===== Extract provided =====
On 1/7/2026 12:05 AM, Dongli Zhang wrote:
> Hi Zide,
>
> On 1/6/26 1:03 PM, Chen, Zide wrote:
>>
>>
>> On 1/5/2026 12:21 PM, Dongli Zhang wrote:
>>> Hi Zide,
>>>
>>> On 1/2/26 2:59 PM, Chen, Zide wrote:
>>>>
>>>>
>>>> On 12/29/2025 11:42 PM, Dongli Zhang wrote:
>>>
>>> [snip]
>>>
>>>>>
>>>>> static struct kvm_cpuid2 *cpuid_cache;
>>>>> static struct kvm_cpuid2 *hv_cpuid_cache;
>>>>> @@ -2068,23 +2072,30 @@ int kvm_arch_pre_create_vcpu(CPUState *cpu, Error
>>>>> **errp)
>>>>> if (first) {
>>>>> first = false;
>>>>>
>>>>> - /*
>>>>> - * Since Linux v5.18, KVM provides a VM-level capability to
>>>>> easily
>>>>> - * disable PMUs; however, QEMU has been providing PMU property
>>>>> per
>>>>> - * CPU since v1.6. In order to accommodate both, have to
>>>>> configure
>>>>> - * the VM-level capability here.
>>>>> - *
>>>>> - * KVM_PMU_CAP_DISABLE doesn't change the PMU
>>>>> - * behavior on Intel platform because current "pmu" property
>>>>> works
>>>>> - * as expected.
>>>>> - */
>>>>> - if ((pmu_cap & KVM_PMU_CAP_DISABLE) &&
>>>>> !X86_CPU(cpu)->enable_pmu) {
>>>>> - ret = kvm_vm_enable_cap(kvm_state, KVM_CAP_PMU_CAPABILITY, 0,
>>>>> - KVM_PMU_CAP_DISABLE);
>>>>> - if (ret < 0) {
>>>>> - error_setg_errno(errp, -ret,
>>>>> - "Failed to set KVM_PMU_CAP_DISABLE");
>>>>> - return ret;
>>>>> + if (X86_CPU(cpu)->enable_pmu) {
>>>>> + if (kvm_pmu_disabled) {
>>>>> + warn_report("Failed to enable PMU since "
>>>>> + "KVM's enable_pmu parameter is disabled");
>>>>
>>>> I'm wondering about the intended value of this patch?
=====
*Written exercise A:* In the patch discussion, condense the code-comment paragraph that begins "Since Linux v5.18, KVM provides" into a short list of its main facts.
===== Input =====
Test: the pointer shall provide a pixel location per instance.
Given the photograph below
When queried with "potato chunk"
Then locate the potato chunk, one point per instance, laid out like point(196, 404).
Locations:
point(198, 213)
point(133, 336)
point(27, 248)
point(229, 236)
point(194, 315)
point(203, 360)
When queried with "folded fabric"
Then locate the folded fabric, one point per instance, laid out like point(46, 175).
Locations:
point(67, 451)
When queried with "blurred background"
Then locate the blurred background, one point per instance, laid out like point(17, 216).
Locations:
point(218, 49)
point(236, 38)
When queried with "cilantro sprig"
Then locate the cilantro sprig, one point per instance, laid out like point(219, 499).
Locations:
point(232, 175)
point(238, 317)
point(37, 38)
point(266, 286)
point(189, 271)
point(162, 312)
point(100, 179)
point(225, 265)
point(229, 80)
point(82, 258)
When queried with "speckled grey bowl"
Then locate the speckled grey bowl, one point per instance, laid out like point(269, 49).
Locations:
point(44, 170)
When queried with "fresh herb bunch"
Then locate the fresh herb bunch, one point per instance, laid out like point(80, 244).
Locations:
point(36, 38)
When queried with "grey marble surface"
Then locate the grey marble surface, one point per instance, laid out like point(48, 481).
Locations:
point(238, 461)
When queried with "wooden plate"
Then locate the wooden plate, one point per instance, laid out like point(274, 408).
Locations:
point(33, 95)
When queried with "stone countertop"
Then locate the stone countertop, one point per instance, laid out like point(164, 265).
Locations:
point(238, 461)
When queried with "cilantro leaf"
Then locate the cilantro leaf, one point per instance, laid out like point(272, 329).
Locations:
=====
*Written exercise B:* Rewrite everything in the records from the first line down through the line containing "point(67, 451)", substituting "folded cloth" for "folded fabric" and changing nothing else.

*Task response A:*
- Since Linux v5.18, KVM offers a VM-level capability for disabling PMUs.
- Since v1.6, QEMU has offered a PMU property for each CPU.
- To support both, the VM-level capability is configured at this point in the code.

*Task response B:*
Test: the pointer shall provide a pixel location per instance.
Given the photograph below
When queried with "potato chunk"
Then locate the potato chunk, one point per instance, laid out like point(196, 404).
Locations:
point(198, 213)
point(133, 336)
point(27, 248)
point(229, 236)
point(194, 315)
point(203, 360)
When queried with "folded cloth"
Then locate the folded cloth, one point per instance, laid out like point(46, 175).
Locations:
point(67, 451)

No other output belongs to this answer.